*WHAT THE EXERCISE ASKS*.
Continue the passage on controller redundancy in EtherNet/IP networks, picking up right after its final sentence.

::: QUOTED PASSAGE

One example vendor-specific, CIP-based redundancy solution takes advantage of the flexibility of EtherNet/IP networks. The family of TCP, UDP, IP, and Ethernet protocols is used as an abstraction to enable a backup controller to take over the responsibilities of the active controller in the event of active device’s failure. The active device has an IP address and MAC address that identify it in an EtherNet/IP network and that are used to communicate with the rest of the system. The transfer of responsibilities to the backup device is known as switchover or failover. During the switchover process, the backup device takes over the IP address of the failed device and sends Gratuitous ARPs to announce that this IP address is now associated with a new MAC address. The backup device continues the work of the active device that has failed as shown in Figure 1.
The solution described in Figure 1 is an example of switchover redundancy. The solution described above has pros and cons. The pros are:
Not all the devices connected to EtherNet/IP networks need to support redundancy. Parts of the system can even be unaware that redundancy is used in another part of the system. This supports easy redundancy solution integration with any EtherNet/IP capable devices.
When combined with Hot and Active aspects of redundancy, this solution is capable of maintaining CIP implicit connections if the switchover can be executed before the connection timeout timers of those connections expire.
The cons are as follows:
During the switchover there is a nonzero period of time when CIP implicit connection data is not sent by any of the redundant devices. The process is not controlled for this period of time.
The switchover time constrains values of CIP connection parameters. The Requested Packet Interval (RPI) and Connection Timeout Multiplier values must be adjusted, so the connection does not time out during the switchover period. The connection timeout settings are especially important for CIP Safety connections as the timeout of such connection would cause the system to transition into a safe state, and this would be a “spurious trip”. Long connection timeout settings are unacceptable for customers that want both redundancy and quick detection of connection problems.
The switchover times that can be guaranteed with this technique are too long for some systems. For safety systems, a long switchover time means a long safety reaction time that can impact the physical constraints of a system in order to keep humans and equipment safe. Long safety reaction times can even make the system infeasible if it cannot be out of control for that period of time.
For every CIP connection maintained by the active device, the O->T Network Connection ID and T->O Network Connection ID need to be passed from the active device to the backup device to enable switchover without dropping CIP connections.
CIP Explicit connections are TCP-based in EtherNet/IP and synchronizing TCP sessions between the active device and the backup devices is challenging, thus usually CIP Explicit connections are dropped at switchover. This leads to a loss of communication with HMI devices and the need for reconnection.
This redundancy technique only applies to EtherNet/IP originators.
Another approach that some targets have used is to delay applying their connection fault action for a configurable amount of time after a connection times out. If another (or even the same) originator re- establishes the connection before this additional delay expires, the connection fault action is avoided. The pause in control during the additional delay required for this approach is not acceptable for all applications.

::::::
::: MATERIAL PROVIDED

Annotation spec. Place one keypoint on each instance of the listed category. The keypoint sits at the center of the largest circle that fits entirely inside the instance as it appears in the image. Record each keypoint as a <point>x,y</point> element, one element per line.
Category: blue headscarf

::::::

*RESPONSE TO THE TASK*.
Concurrent Connections to the rescue
The spring 2023 publication of the CIP Networks Library introduced Concurrent Connections technology. Concurrent Connections are an answer to many of the redundancy solution deficiencies identified above. In short, Concurrent Connections enable flexible, zero switchover time, end-to-end redundancy solutions. The easiest way to explain Concurrent Connections is to compare them to PRP. Concurrent Connections are like PRP on the CIP connection layer. Concurrent Connections allow the use of redundancy for any endpoints or routers along the path of the connection. Concurrent Connections enable multiple paths for transferring the CIP data between all participants in the connection. The CIP data is sent simultaneously across multiple branches through all of the participants to reach the other end of a connection as shown in Figure 2.
There are three redundant devices in the above diagram: a duplex originator, a duplex router, and a duplex target. The concurrent connection is represented as all the links between all participants in the above diagram. There are 8 such links, the CIP specification calls them branches of the concurrent connection. Because of this concurrent connection topology, there are multiple paths that data from either of the originator participants can use to reach either of the target participants and vice versa. All of the concurrent connection branches together form one logical CIP Application Connection. From the application perspective, the concurrent connection looks exactly the same as the non-concurrent connection.
If a device participating in the concurrent connection fails, then its concurrent connection branches will stop working. When the network path used by the concurrent connection fails, the affected concurrent connection branches will stop working. The remaining branches of the concurrent connection will keep on delivering data between originators and targets as long as there is at least one available path between originators and targets. Figure 3 demonstrates the setup from Figure 2 after a few failures.
Originator Participant A and Target Participant B have failed and are unavailable. There are no concurrent connection branches from those devices. Also, the network path between Originator Participant B and Router Participant A failed.
The concurrent connection branches between Router Participant A and targets have timed out as Router Participant A is not able to route toward originators. Despite multiple failures, the concurrent connection is still able to exchange CIP data between an originator and a target. From the application perspective, the connection is working, and the process can be continued.
Concurrent connections flexibility
Concurrent Connections are a flexible solution as they enable CIP device redundancy at every participant along the connection path. It is up to the system designers to decide where to use redundancy and what depth of redundancy (duplex, triplex, etc.) shall be applied. For example, Figure 4 presents a system that focuses on Controller redundancy.
Concurrent Connections technology does not limit the number of devices that realize a certain function of the system. Figure 7 demonstrates a system of triplex IO devices.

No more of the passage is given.